- [STATED EXERCISE A] Copy everything in the passage on religious tourism in Jordan from "Photo 1: Islamic" down to "Jordan Tourism Board)", word for word.
- [STATED EXERCISE B] Write the next part of the article on religious tourism in Jordan, starting right after its last sentence.

- [SUPPLIED PASSAGE]
┄┄┄┄┄┄┄┄┄┄
Religious Tourism in Jordan: Mutual Understanding and Dialogue or Separation and Segregation in the Country’s Holy Places? 1. 2. 3. 4. 5.
Introduction Holy Places in Jordan: an overview “Clash of Civilization” or a better understanding between cultures, nations and religions? Summary and Outlook References
1. Introduction Religious tourism is one of the main pillars of Jordan’s tourism industry. In 2005 Jordan received nearly six million tourists; one million out of these six million visited the country’s holy sites (according to Kevin Wright, president of the WRTA 1, 2008). Jordan is blessed by the presence of the holy sites that present the three monotheistic religions: Islam, Christianity and Judaism. The country is part of the Holy Land in the Middle East which links the lives of many prophets and messengers. Religious tourism is seen as a type of cultural tourism whose aim is to get people to discover and to become familiar with holy places, different religions, and with different communities. Religion and tourism share a close relationship: religion often motivates travel and serves as a source of assorted visitor attractions. Tourism and religion are historically related through the institution of pilgrimage. In a way we can say that pilgrimage is the birthplace of a phenomenon, from which later religious tourism emerged the resource. Pilgrimage is a path of faith going through these holy places and sanctuaries where God is said to have revealed himself to mankind Jordan is located in the heart of the Middle East (see map in fig. 1), with Syria to the North, Saudi Arabia to the South, Iraq to the West, Israel and Palestine to the East.
WRTA: World Religious Travel Association
Figure 1: Jordan lies in the heart of the Middle East. Jordan in its regional context, the MENA Region (Middle East and North Africa)
2. Holy places in Jordan: an overview Jordan can be characterized by a large number of pilgrimage places. According to a famous book on the holy sites of Jordan (Fakhry, M., M. Piccirillo & H. Saqqaf 1996) we know that there are more than 40 Islamic sites (see an example in photo 1) pertaining to the companions of the prophet Mohammad who were martyred and buried in Jordan. In fact Jordan has a special place in the history of Islam, as it is the first territory to which Islam spread when it left the Arabian Peninsula. Jordan was also the site of the first contact between Islam and the non-Arab world. In addition to these more than 40 Islamic holy sites there are more than 100 Christian sites (see and example in photo 2) mentioned in the Bible by name. Five of these holy sites were officially recognized as pilgrimage places by the Vatican in 2000.
Photo 1: Islamic holy site “Shrine of Abu Obaydah Amer bin Al-Jarrah” Photo by: Malek Bader
It is important to know that a lot of these more than 140 sites (see map in fig. 2) have a common religious heritage whether they are of Christian, Islamic or Jewish origin. This common heritage offers the opportunity for these holy sites to be used as a bridge for deeper understanding, better coexistence, more respect and mutual acceptance between religions, cultures and nations.
Photo 2: Christian holy site “Baptism Site (Bethany Beyond the Jordan)” Source: (JTB, 2009) (JTB: Jordan Tourism Board)
┄┄┄┄┄┄┄┄┄┄
- [EXTRACTED ENTRIES]
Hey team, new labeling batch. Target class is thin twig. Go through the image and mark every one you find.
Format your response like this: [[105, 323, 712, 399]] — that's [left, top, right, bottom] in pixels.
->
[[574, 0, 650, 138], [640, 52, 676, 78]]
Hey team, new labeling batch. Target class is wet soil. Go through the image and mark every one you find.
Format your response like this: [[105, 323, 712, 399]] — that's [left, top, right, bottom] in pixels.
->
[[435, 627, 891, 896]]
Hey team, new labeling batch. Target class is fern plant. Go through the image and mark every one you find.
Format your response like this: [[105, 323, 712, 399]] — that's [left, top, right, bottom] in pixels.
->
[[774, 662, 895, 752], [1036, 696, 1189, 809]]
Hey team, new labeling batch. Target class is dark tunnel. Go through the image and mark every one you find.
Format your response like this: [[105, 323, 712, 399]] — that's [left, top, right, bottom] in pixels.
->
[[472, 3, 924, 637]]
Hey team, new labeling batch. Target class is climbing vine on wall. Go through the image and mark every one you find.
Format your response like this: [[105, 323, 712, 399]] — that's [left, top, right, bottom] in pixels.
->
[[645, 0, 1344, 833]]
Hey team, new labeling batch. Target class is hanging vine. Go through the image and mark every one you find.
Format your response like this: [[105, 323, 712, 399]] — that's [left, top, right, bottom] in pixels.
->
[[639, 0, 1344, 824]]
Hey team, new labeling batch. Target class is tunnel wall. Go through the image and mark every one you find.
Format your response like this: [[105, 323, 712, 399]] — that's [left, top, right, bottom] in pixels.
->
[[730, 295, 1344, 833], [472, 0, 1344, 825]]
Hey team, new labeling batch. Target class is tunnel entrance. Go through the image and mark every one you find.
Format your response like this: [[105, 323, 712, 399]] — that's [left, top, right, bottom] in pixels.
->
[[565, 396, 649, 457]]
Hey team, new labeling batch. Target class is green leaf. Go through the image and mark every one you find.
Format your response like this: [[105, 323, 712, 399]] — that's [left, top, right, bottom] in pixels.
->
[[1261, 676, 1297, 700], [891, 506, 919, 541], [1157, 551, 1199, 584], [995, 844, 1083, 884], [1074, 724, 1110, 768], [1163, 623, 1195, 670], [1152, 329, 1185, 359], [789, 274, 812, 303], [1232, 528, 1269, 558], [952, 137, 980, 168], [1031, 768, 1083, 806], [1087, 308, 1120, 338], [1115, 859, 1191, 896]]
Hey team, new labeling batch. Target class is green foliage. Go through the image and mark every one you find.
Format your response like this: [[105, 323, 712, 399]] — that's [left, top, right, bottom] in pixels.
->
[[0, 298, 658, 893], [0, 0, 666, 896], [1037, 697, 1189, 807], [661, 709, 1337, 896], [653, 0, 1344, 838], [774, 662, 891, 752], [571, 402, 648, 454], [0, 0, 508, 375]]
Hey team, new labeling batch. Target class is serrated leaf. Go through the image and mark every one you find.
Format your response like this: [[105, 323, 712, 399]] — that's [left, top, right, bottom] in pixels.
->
┄┄┄┄┄┄┄┄┄┄
- [EXPECTED ANSWER A]
Photo 1: Islamic holy site “Shrine of Abu Obaydah Amer bin Al-Jarrah” Photo by: Malek Bader
It is important to know that a lot of these more than 140 sites (see map in fig. 2) have a common religious heritage whether they are of Christian, Islamic or Jewish origin. This common heritage offers the opportunity for these holy sites to be used as a bridge for deeper understanding, better coexistence, more respect and mutual acceptance between religions, cultures and nations.
Photo 2: Christian holy site “Baptism Site (Bethany Beyond the Jordan)” Source: (JTB, 2009) (JTB: Jordan Tourism Board)

- [EXPECTED ANSWER B]
3. “Clash of civilizations” or a better understanding between cultures, religions and nations? According to Samuel Huntington’s publications on the “Clash of Civilizations” his basic idea is that nowadays conflicts and wars are no longer centered on political or ideological problems. Instead, religious conflicts have become the main reasons for wars and conflicts all over the world. However and contrary to Huntington we argue that intercultural and interfaith dialogue is nowadays one of the main topics all over the world but especially in the Middle East. In this context faith tourism can play a crucial role as it could be one of the most important concepts contributing to feelings, thoughts and values such as tolerance, dialogue and peace. One of the aims of faith tourism could be to soften and decrease the differences among societies and cultures. As we have seen, Jordan is covered by many holy places for the three monotheistic religions creating a very dense spiritual atmosphere. It is an important intersection point of civilizations due to the country’s geographical location. It provides a key point where people of different religions live together and where the West meet the East.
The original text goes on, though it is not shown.